| TO DO |
**A.** Quote word for word everything in the World Cup semifinal passage below from "Johnston, meanwhile, was" down to "of the net.".
**B.** In the World Cup semifinal passage below, what formation did Jill Ellis switch to for the match against Germany?
[start EXCERPTED TEXT]
Now that Holiday and Rapinoe were eligible to return to the lineup, Jill Ellis would have to find a way to keep a good thing going. Germany, who waited in the semifinal, had dominated the tournament thus far, scoring a whopping 20 goals and allowing only three through five games.

  Could Ellis get Lloyd, Holiday, and Brian on the field together? She could, but only by abandoning the 4–4–2 formation she had clung to up to that point. She switched to a 4–2–3–1 formation, which subtracted one striker and replaced her with a central midfielder. That allowed Lloyd to tuck in behind go-to striker Alex Morgan, sit in front of Brian and Holiday, where she could roam wherever she wanted, and prowl for goals.

  It mostly worked. Both Morgan and Lloyd were electric in creating chances and testing the German back line. But this was Germany—the No. 1 team in the world after bumping the USA down the FIFA world rankings months earlier—and a breakthrough wasn’t coming easily for either side.

  By the 59th minute, the match was still scoreless when German striker Alexandra Popp ran down a lofted ball into the box. Julie Johnston, chasing, tugged her from behind. Popp fell, and the whistle blew. Penalty kick for Germany.

  This was it. This was the moment, it seemed, the Americans would lose the World Cup. It was a given, of course, that Germany would score this penalty kick. The Germans never missed in moments like this, and a goal would shift the momentum of the match.

  Hope Solo did the only thing she could do: stall. As Célia Šašić stepped up to the spot to take the kick, Solo sauntered off to the sideline slowly and got her water bottle. She took a sip. Paused. Scanned the crowd. Another sip. She strolled back slowly toward goal. She still had the water bottle in her hand. She wanted to let this moment linger. She wanted Šašić to think too much about the kick and let the nerves of the moment catch up to her.

  Finally, Solo took her spot. The whistle blew, and without even a nanosecond of hesitation, Šašić ran up to the ball and hit it, as if she couldn’t bear another moment of waiting. Solo guessed to the right, and Šašić’s shot was going left. But it kept going left and skipped wide.

  The pro-USA crowd at Olympic Stadium in Montreal erupted into a thunderclap that made the stands shake. The American players cheered as if they had just scored a goal.

  “We knew right then and there that we were going to win the World Cup,” Ali Krieger says. “That was it. That’s when we knew: This is ours.”

  Johnston, meanwhile, was in tears. She had just almost cost her team the entire tournament, and she was shaking. Her teammates urged her to snap out of it—there was still another 30 minutes left in the game.

  “We all went to JJ and told her, you need to get it together and you need to focus,” Krieger says. “She was crying, and we were like, Fucking get it together—let’s go!”

  When a similar penalty was called just six minutes later—Annike Krahn fouled Alex Morgan in the box—the Americans had Carli Lloyd step up to the spot.

  Lloyd was the exact opposite of Šašić. She didn’t break her focus from the ball, staring at the spot where she was going to hit it and ignoring everything else around her. When the whistle blew, a composed Lloyd calmly stepped up and smashed it into the back of the net.

  The Americans didn’t need their second goal to punch past the Germans, but Lloyd set it up anyway in the 84th minute. She danced her way through the German defense as if they were traffic cones and then slipped the ball across goal, where Kelley O’Hara got a foot to it.
[end EXCERPTED TEXT]
[start DATA SECTION]
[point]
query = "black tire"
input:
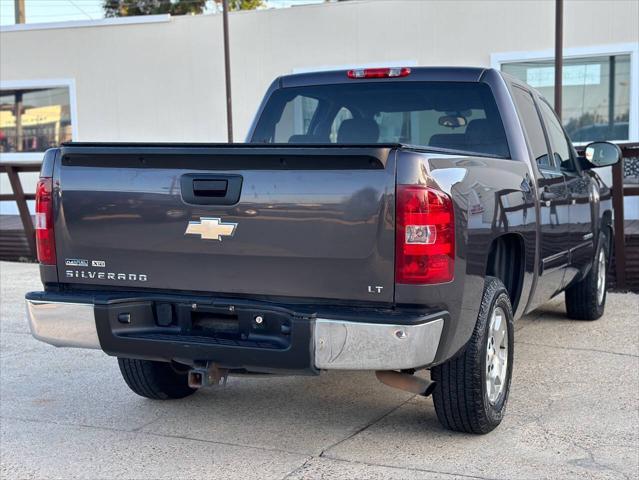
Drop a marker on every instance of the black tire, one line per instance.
[end DATA SECTION]
| OUTPUTS IN ORDER |
**A.**
Johnston, meanwhile, was in tears. She had just almost cost her team the entire tournament, and she was shaking. Her teammates urged her to snap out of it—there was still another 30 minutes left in the game.

  “We all went to JJ and told her, you need to get it together and you need to focus,” Krieger says. “She was crying, and we were like, Fucking get it together—let’s go!”

  When a similar penalty was called just six minutes later—Annike Krahn fouled Alex Morgan in the box—the Americans had Carli Lloyd step up to the spot.

  Lloyd was the exact opposite of Šašić. She didn’t break her focus from the ball, staring at the spot where she was going to hit it and ignoring everything else around her. When the whistle blew, a composed Lloyd calmly stepped up and smashed it into the back of the net.

**B.** A 4–2–3–1 formation.